*RECORDS FOR THIS EXERCISE:*
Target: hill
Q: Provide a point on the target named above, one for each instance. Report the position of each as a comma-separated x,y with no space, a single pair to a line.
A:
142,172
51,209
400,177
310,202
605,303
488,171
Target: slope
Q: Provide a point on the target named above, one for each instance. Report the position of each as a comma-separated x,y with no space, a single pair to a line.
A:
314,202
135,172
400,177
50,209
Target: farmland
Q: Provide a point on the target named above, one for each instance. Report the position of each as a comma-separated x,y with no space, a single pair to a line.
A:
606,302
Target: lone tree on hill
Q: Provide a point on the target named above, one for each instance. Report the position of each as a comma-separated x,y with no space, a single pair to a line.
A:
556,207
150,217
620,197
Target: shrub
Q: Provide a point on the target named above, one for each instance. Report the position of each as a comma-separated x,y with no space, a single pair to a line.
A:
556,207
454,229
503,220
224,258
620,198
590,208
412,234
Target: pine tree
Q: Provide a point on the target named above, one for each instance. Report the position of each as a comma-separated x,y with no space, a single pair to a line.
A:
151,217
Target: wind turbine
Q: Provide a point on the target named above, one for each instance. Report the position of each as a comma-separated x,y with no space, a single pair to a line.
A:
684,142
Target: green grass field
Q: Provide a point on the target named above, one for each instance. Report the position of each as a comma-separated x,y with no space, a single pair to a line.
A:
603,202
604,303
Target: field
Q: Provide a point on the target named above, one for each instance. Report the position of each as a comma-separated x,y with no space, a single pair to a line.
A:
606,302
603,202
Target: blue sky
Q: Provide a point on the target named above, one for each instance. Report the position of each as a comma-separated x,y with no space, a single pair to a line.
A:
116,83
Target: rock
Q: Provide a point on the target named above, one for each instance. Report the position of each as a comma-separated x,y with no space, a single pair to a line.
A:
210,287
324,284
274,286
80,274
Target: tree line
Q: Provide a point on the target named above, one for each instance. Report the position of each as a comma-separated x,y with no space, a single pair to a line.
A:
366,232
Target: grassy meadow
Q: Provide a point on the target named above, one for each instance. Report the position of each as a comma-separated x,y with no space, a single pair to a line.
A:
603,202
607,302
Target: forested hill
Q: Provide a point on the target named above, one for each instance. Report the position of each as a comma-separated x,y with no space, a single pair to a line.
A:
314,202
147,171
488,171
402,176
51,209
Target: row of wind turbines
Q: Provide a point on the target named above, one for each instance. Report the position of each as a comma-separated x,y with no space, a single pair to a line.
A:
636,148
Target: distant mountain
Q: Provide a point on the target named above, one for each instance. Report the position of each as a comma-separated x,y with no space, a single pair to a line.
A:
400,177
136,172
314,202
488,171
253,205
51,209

...

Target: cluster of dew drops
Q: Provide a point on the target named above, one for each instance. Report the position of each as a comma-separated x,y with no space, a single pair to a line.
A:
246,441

---

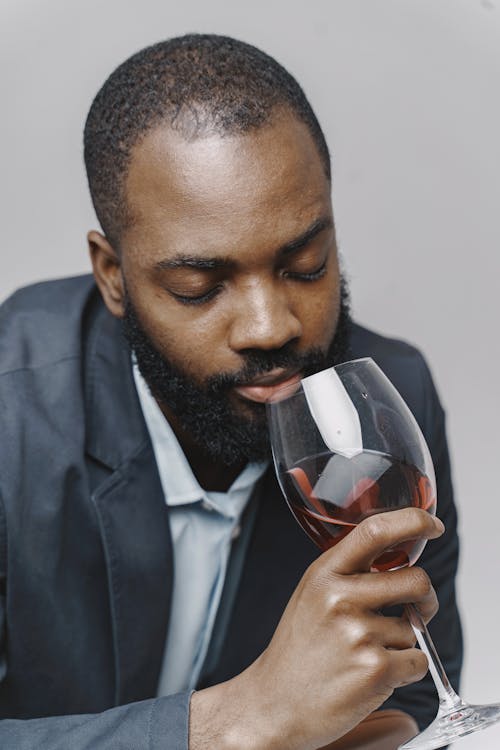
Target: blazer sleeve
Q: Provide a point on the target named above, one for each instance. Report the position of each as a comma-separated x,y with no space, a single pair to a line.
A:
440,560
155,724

*SET EXERCISE:*
Locate each line in the listing above that contains the string "hill", with case counting, and copy those lines out.

*EXERCISE ANSWER:*
Target: hill
Target: lone tree on hill
Target: forested hill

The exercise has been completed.